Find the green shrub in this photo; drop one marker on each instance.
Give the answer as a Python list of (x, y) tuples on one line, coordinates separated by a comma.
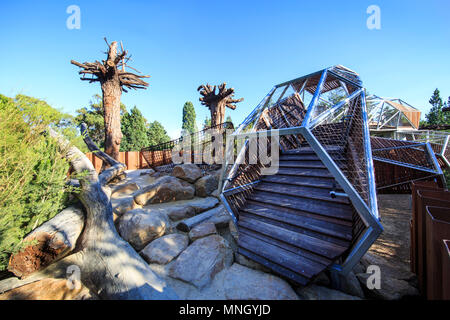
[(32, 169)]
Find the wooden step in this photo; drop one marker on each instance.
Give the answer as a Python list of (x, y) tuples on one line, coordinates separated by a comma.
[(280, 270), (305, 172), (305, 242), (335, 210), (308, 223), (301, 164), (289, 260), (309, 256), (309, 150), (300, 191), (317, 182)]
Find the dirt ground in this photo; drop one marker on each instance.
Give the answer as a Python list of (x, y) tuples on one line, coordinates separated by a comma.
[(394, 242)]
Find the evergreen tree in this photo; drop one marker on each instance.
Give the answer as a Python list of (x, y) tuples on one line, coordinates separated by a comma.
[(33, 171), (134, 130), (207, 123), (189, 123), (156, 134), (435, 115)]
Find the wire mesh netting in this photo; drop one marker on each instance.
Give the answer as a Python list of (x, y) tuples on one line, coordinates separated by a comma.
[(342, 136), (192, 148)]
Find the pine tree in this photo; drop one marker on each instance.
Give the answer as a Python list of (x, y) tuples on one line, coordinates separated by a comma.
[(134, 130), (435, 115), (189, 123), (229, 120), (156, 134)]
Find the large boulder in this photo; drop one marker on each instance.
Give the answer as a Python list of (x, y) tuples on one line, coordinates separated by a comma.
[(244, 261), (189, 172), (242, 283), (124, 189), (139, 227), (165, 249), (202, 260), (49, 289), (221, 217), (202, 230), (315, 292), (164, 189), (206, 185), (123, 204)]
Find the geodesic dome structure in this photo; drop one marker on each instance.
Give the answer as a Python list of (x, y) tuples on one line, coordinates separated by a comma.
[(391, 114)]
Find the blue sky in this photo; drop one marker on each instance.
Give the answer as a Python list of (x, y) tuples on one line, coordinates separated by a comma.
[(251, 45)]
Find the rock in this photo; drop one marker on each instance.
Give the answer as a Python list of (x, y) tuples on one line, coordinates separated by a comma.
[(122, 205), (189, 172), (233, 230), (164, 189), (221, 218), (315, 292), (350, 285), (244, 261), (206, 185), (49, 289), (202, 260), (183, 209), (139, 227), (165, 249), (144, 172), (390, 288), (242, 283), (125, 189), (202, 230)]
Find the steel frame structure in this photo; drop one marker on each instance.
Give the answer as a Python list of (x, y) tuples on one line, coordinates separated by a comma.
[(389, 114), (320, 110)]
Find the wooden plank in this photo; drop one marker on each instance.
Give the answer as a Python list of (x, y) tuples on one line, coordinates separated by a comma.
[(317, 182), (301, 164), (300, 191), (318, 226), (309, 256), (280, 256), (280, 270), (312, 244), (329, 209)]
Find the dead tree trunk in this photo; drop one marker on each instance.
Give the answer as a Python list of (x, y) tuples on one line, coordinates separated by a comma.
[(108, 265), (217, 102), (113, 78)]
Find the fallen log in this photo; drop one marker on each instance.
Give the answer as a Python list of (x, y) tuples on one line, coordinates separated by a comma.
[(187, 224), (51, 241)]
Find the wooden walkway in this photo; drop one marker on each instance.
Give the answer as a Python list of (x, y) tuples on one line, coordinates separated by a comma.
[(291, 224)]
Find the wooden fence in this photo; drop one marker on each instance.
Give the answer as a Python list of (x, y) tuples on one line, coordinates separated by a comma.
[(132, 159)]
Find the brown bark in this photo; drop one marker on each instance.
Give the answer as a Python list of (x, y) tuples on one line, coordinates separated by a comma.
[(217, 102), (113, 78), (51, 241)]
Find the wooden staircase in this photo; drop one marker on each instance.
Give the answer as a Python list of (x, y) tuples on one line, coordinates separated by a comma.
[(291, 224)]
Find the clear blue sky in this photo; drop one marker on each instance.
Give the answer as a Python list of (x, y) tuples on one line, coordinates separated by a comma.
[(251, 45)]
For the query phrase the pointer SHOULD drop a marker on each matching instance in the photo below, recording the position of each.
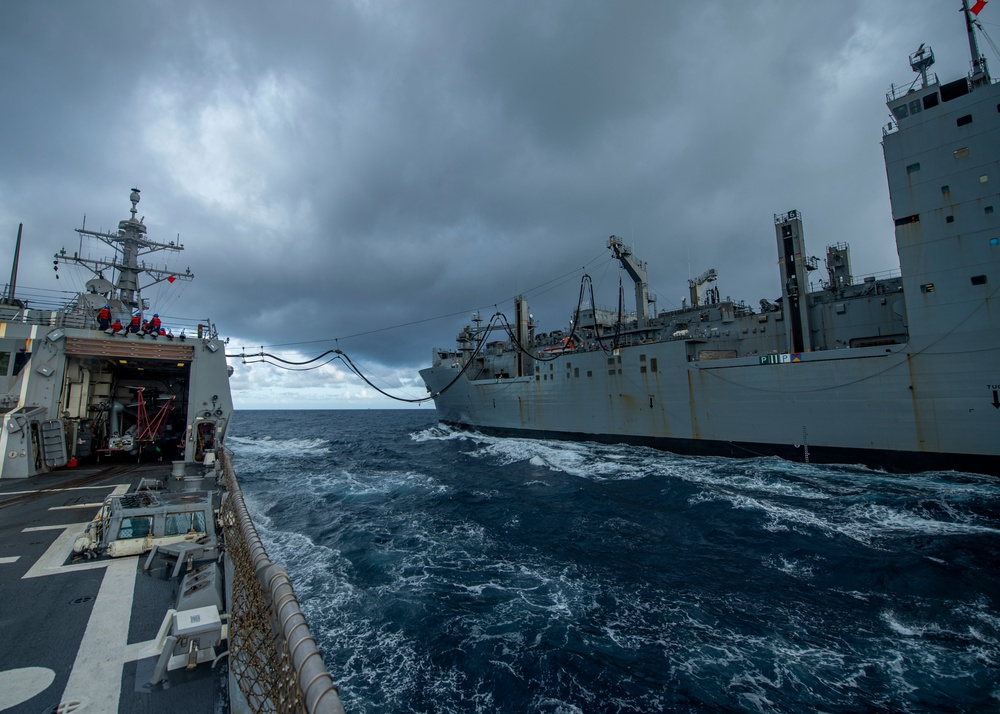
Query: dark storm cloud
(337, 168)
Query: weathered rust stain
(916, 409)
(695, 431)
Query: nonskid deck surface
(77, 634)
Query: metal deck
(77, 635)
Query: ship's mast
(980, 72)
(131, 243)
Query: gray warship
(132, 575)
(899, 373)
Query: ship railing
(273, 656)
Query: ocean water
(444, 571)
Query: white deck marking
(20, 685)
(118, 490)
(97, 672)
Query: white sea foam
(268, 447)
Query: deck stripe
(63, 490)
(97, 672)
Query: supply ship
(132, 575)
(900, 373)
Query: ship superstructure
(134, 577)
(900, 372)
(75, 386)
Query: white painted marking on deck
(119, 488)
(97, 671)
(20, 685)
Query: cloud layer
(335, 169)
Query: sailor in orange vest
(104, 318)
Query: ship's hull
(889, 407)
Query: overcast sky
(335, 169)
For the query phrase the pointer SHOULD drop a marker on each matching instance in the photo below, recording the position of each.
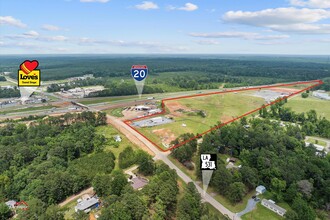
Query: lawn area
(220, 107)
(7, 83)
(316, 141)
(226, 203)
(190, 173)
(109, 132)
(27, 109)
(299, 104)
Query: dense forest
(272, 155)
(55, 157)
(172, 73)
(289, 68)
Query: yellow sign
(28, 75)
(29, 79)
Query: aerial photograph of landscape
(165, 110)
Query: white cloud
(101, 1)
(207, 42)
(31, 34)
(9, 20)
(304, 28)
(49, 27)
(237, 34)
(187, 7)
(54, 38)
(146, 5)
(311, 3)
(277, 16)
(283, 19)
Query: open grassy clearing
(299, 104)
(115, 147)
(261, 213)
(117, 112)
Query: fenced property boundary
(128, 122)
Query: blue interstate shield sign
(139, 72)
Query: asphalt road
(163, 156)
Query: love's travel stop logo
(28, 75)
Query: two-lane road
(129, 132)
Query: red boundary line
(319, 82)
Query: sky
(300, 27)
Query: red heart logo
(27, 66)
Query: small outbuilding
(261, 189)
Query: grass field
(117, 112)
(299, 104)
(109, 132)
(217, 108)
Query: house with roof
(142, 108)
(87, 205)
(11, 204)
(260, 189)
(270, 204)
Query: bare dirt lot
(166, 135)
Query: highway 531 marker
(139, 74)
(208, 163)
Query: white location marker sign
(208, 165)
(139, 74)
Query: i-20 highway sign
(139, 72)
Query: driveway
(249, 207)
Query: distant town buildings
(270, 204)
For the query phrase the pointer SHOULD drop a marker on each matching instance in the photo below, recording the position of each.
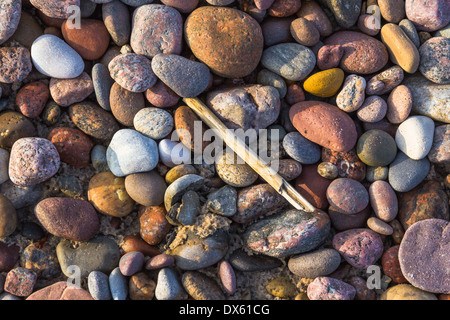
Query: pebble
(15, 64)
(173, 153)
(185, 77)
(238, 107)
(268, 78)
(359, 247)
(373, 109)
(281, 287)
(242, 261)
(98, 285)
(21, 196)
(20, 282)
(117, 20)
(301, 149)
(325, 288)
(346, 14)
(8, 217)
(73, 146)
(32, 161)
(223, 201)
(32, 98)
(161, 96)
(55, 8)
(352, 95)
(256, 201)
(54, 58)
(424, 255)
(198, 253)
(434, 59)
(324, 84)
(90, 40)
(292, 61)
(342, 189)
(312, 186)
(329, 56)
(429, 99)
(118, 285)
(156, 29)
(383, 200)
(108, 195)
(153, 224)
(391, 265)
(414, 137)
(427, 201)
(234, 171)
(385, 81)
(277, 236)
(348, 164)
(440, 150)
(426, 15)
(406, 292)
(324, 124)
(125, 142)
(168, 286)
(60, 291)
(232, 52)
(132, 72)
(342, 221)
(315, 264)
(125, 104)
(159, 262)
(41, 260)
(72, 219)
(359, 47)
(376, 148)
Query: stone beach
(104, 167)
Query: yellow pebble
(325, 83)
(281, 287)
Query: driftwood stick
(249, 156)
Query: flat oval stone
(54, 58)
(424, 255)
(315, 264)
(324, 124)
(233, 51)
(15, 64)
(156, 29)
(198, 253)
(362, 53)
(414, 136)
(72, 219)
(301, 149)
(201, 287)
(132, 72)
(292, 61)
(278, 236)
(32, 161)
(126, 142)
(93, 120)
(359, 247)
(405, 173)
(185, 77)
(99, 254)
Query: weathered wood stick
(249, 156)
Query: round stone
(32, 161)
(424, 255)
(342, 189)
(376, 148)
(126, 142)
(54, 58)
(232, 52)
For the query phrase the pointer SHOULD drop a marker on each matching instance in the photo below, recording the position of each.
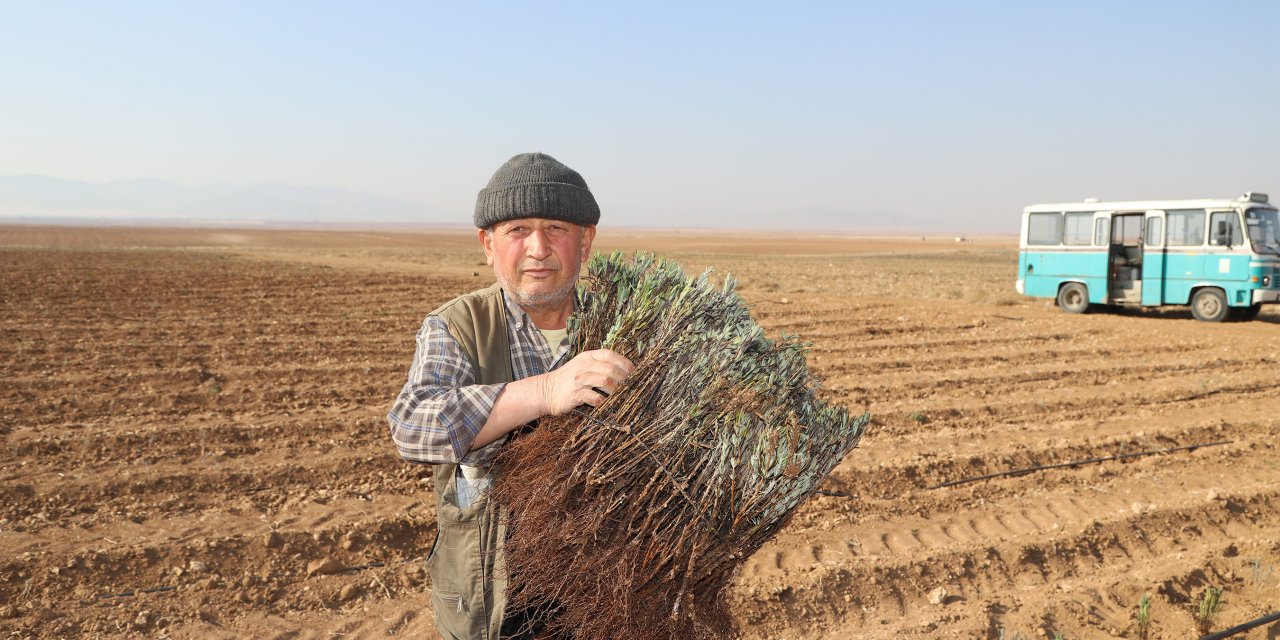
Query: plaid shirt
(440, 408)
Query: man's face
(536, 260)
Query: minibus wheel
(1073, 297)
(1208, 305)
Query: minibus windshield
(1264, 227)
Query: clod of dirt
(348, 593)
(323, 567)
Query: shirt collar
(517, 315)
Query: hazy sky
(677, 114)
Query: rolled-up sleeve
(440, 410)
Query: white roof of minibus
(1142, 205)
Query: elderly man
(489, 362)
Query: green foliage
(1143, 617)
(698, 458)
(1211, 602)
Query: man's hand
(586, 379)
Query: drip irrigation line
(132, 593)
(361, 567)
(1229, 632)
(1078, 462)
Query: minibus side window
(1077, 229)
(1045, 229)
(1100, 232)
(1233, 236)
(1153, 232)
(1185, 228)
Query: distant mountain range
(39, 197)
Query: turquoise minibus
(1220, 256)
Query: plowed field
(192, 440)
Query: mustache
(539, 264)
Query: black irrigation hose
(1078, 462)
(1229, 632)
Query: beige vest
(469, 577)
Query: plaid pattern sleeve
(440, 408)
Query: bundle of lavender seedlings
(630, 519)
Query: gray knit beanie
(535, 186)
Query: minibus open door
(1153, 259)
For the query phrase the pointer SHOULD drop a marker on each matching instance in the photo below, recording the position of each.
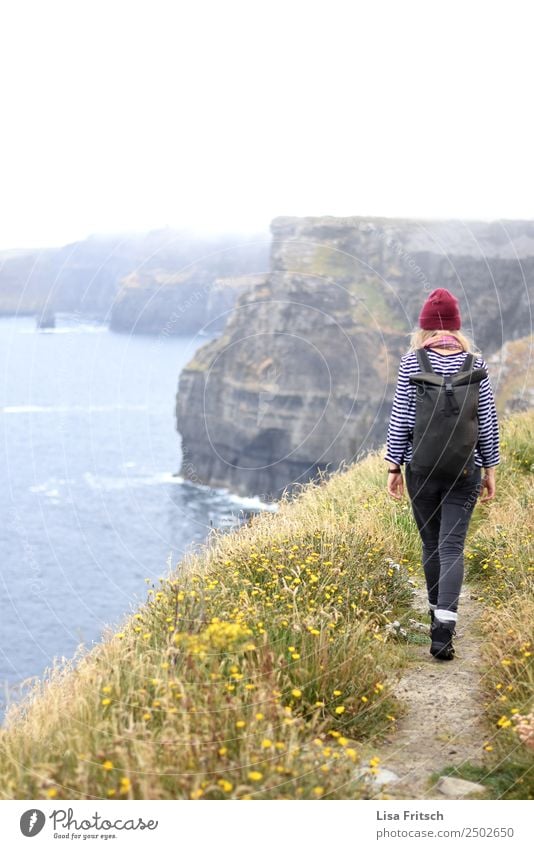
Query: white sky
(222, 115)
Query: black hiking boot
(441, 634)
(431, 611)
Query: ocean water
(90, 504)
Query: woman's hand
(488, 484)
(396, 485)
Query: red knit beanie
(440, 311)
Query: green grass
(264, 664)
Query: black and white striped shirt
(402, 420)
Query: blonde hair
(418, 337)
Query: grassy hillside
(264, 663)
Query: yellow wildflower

______________________________

**REQUIRED ACTION**
The lines from the start of the records above through the line that holds "Find the wooden step" are to be copied exactly, both ends included, and no pictures are to be copied.

**TASK RESULT**
Find the green shrub in this photo; drop one marker on each instance.
Give the answer as a Python list of (x, y) tuples on one line, coordinates separated by a comma.
[(32, 169)]
Find the wooden step in this photo; drop one marker on each instance.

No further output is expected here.